▶ ИСХОДНЫЙ ТЕКСТ

Пока Борн создавал безупречный математический аппарат новой механики, Гейзенберг уехал в Копенгаген и совместно с Нильсом Бором пытался понять физическую сущность полученных им соотношений. Такое разделение труда было идеальным, поскольку Борн по складу ума предпочитал загонять физическую реальность в формализм математических уравнений, а Бор — допытываться до физической сути математических построений. И именно он понял суть перестановочного соотношения. Она такова: в квантовом мире мы имеем дело не с числами, определяющими состояние квантового объекта, а с операторами, изменяющими состояние этого объекта. Мы же видим лишь результат этого изменения и по нему должны судить о реальном свойстве изучаемого объекта. Только в этом случае перестановочное соотношение имеет смысл: измерение — это тот же оператор, изменяющий свойство объекта, и каждый способ измерения меняет его своим образом. Поэтому порядок таких измерений имеет значение и сказывается на результате умножения результатов измерений. Такая идеология полной неопределенности, недосказанности и невозможности прямых измерений сейчас лежит в основе всей квантовой механики и вызывает немалое раздражение у любого, кто начинает изучать эту непростую науку. Впрочем, Бор при всем своем вкладе в создание квантовой механики не оказался в числе ее первооснователей. Это были другие люди.

-2

Прочное основание

Чтобы разобраться с возникшими в расчете Гейзенберга матрицами, Борну был нужен помощник. Встретив своего бывшего ассистента Вольфганга Паули в поезде, на котором физики ехали на съезд в Ганновере, он предложил провести такую работу, но Паули ответил отказом, о чем потом, видимо, сожалел. Зато помогать Борну сразу же вызвался молодой физик Паскуаль Йордан, будущий автор йордановой алгебры матриц. В результате решающая статья, в которой был дан математически строгий аппарат квантовой механики, была послана в ноябре 1925 года в журнал Zeitschrift für Physik за тремя подписями: Гейзенберга, Борна и Йордана. Собственно, с этой даты и нужно вести отсчет века квантовой механики. Судьба этих ученых сложилась по-разному. Борн, будучи сыном еврея, в 1933-м бежал в Англию, Гейзенберг остался, хоть его критиковали за приверженность «еврейской науке», активно участвовал в немецком атомном проекте, и был взят в плен англичанами, а Йордан вовсе вступил в НСДАП, был в отряде штурмовиков, а после войны поддерживал требование канцлера Конрада Аденауэра дать ФРГ право владеть тактическим ядерным оружием. Из героев этого рассказа Борн, Гейзенберг и Паули выступали категорически против.

▶ СПИСОК ЗАДАНИЙ
[a] Перескажите в виде краткого списка абзац из текста о создании квантовой механики, который начинается словами «Чтобы разобраться с возникшими». Сохраните его главные факты.
[b] Продолжите текст о создании квантовой механики с того места, где он обрывается.

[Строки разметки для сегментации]
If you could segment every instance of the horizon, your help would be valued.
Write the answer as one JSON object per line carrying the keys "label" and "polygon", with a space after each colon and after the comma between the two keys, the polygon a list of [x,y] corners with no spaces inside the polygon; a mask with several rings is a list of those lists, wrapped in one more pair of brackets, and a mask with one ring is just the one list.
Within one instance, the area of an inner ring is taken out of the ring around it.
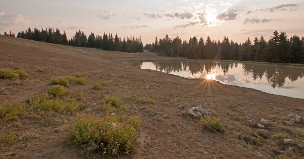
{"label": "horizon", "polygon": [[[43,6],[37,0],[22,5],[15,4],[23,2],[21,0],[7,0],[0,2],[0,32],[11,30],[16,35],[29,27],[58,28],[62,33],[65,30],[70,39],[80,29],[87,36],[104,32],[117,33],[121,38],[140,36],[144,45],[166,34],[186,40],[194,36],[206,40],[209,36],[212,40],[222,41],[226,36],[238,43],[262,35],[268,40],[275,30],[286,32],[289,38],[304,35],[301,20],[304,7],[301,0],[288,3],[259,0],[147,1],[129,0],[117,5],[115,1],[94,0],[89,4],[65,1],[59,5],[55,0]],[[138,8],[128,10],[132,7]]]}

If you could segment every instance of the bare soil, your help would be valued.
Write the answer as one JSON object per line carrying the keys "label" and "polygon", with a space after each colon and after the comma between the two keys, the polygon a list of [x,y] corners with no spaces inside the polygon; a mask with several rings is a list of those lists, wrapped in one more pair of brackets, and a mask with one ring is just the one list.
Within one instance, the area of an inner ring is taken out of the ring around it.
{"label": "bare soil", "polygon": [[[136,152],[123,159],[303,159],[303,147],[286,145],[272,138],[287,134],[300,145],[304,144],[304,124],[285,126],[289,113],[304,116],[304,100],[278,96],[252,89],[225,85],[215,81],[188,79],[134,66],[140,60],[178,60],[145,53],[124,53],[77,48],[0,36],[0,68],[18,67],[30,78],[0,79],[0,104],[24,102],[45,92],[51,80],[58,76],[81,74],[84,85],[69,85],[84,92],[84,101],[91,106],[79,114],[102,112],[96,108],[104,97],[119,97],[128,113],[142,119]],[[45,73],[37,71],[41,68]],[[92,89],[101,78],[109,87]],[[136,98],[154,97],[154,105],[136,106]],[[199,119],[187,113],[201,105],[222,120],[226,131],[214,133],[204,129]],[[183,105],[184,109],[179,108]],[[166,115],[164,116],[164,115]],[[275,115],[271,117],[271,115]],[[82,155],[76,147],[64,142],[63,127],[76,114],[54,113],[43,118],[20,118],[0,127],[0,134],[15,133],[27,140],[0,144],[0,159],[85,159],[102,158]],[[263,130],[257,124],[265,118]],[[269,139],[257,133],[265,131]],[[254,144],[238,136],[250,136]],[[105,157],[116,158],[115,157]],[[294,158],[291,158],[294,159]]]}

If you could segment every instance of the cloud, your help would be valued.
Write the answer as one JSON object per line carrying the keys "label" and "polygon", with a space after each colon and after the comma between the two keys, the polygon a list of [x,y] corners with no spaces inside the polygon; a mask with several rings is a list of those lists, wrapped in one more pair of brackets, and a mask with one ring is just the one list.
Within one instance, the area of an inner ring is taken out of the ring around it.
{"label": "cloud", "polygon": [[208,25],[208,21],[206,18],[206,12],[204,12],[201,13],[197,13],[198,16],[198,21],[191,22],[188,24],[176,25],[174,27],[174,29],[178,28],[188,28],[197,26],[198,27],[203,27]]}
{"label": "cloud", "polygon": [[106,20],[109,20],[116,15],[117,15],[117,14],[112,13],[111,11],[105,10],[101,11],[97,14],[97,16],[98,17]]}
{"label": "cloud", "polygon": [[174,14],[166,14],[164,16],[171,18],[177,18],[183,20],[192,19],[194,17],[194,15],[191,12],[184,12],[182,13],[176,12]]}
{"label": "cloud", "polygon": [[134,18],[133,19],[136,20],[142,20],[142,17],[140,16],[138,16],[137,17]]}
{"label": "cloud", "polygon": [[281,4],[278,6],[273,6],[270,8],[265,8],[265,9],[257,9],[254,11],[247,11],[244,13],[245,15],[251,14],[256,12],[273,12],[275,11],[293,11],[297,10],[297,7],[300,5],[300,4]]}
{"label": "cloud", "polygon": [[145,15],[147,17],[148,17],[148,18],[149,19],[156,19],[157,18],[161,18],[162,17],[162,16],[161,16],[161,15],[158,15],[158,14],[148,14],[148,13],[144,13],[143,14],[144,15]]}
{"label": "cloud", "polygon": [[147,25],[134,25],[134,26],[122,26],[122,27],[124,28],[130,28],[130,29],[150,28],[151,27],[151,26]]}
{"label": "cloud", "polygon": [[174,14],[174,16],[179,19],[189,19],[192,18],[194,16],[193,14],[190,12],[185,12],[183,13],[179,13],[178,12]]}
{"label": "cloud", "polygon": [[230,8],[218,15],[217,19],[221,21],[234,20],[236,19],[236,10]]}
{"label": "cloud", "polygon": [[269,12],[272,12],[275,10],[282,10],[282,11],[287,11],[288,9],[289,9],[290,11],[294,11],[297,10],[297,7],[298,7],[299,4],[281,4],[280,5],[278,5],[276,6],[274,6],[271,8],[266,8],[266,9],[259,9],[260,11],[268,11]]}
{"label": "cloud", "polygon": [[262,19],[259,19],[257,18],[251,18],[251,19],[245,18],[245,19],[244,19],[244,21],[243,21],[243,24],[246,24],[248,23],[251,23],[251,24],[260,23],[264,23],[269,22],[272,21],[281,21],[281,19],[265,19],[265,18],[264,18]]}
{"label": "cloud", "polygon": [[15,26],[18,25],[30,25],[30,21],[24,18],[21,14],[5,14],[1,12],[0,25],[2,26]]}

▶ ОТВЕТЫ К УПРАЖНЕНИЮ
[a]
- Борну нужен был помощник, чтобы разобраться с матрицами из расчета Гейзенберга.
- Вольфганг Паули, бывший ассистент Борна, отказался помогать ему и, видимо, потом об этом сожалел.
- Помогать Борну вызвался молодой физик Паскуаль Йордан, будущий автор йордановой алгебры матриц.
- В ноябре 1925 года Гейзенберг, Борн и Йордан отправили в журнал Zeitschrift für Physik статью со строгим математическим аппаратом квантовой механики. Отсчет века квантовой механики следует вести с этой даты.
- Борн в 1933 году бежал в Англию.
- Гейзенберг остался в Германии, участвовал в немецком атомном проекте и попал в плен к англичанам.
- Йордан вступил в НСДАП и служил в отряде штурмовиков. После войны он поддерживал требование Аденауэра дать ФРГ право владеть тактическим ядерным оружием.
- Борн, Гейзенберг и Паули были категорически против этого.

[b]
1925 год — год создания матричной квантовой механики, но это было только основание того, что можно назвать квантовым счислением. Большинство физиков были крайне раздражены возникшим в квантовой теории феноменом: мгновенное перемещение электрона с одной орбиты на другую. В самом деле, если энергия поглощается-испускается квантами, а от энергии электрона зависит его положение в атоме, значит, он должен сразу перепрыгнуть из одного места в другое без всяких промежуточных состояний. А раз сразу, значит, без затрат времени, то есть со скоростью, большей скорости света, что совершенно невозможно. Самого же Гейзенберга раздражал другой парадокс. Если считать, что мы в принципе не видим орбиты электронов, потому что измерить их не можем, то что же мы видим в камере Вильсона при пролете сквозь нее электрона? Разве это не его орбита?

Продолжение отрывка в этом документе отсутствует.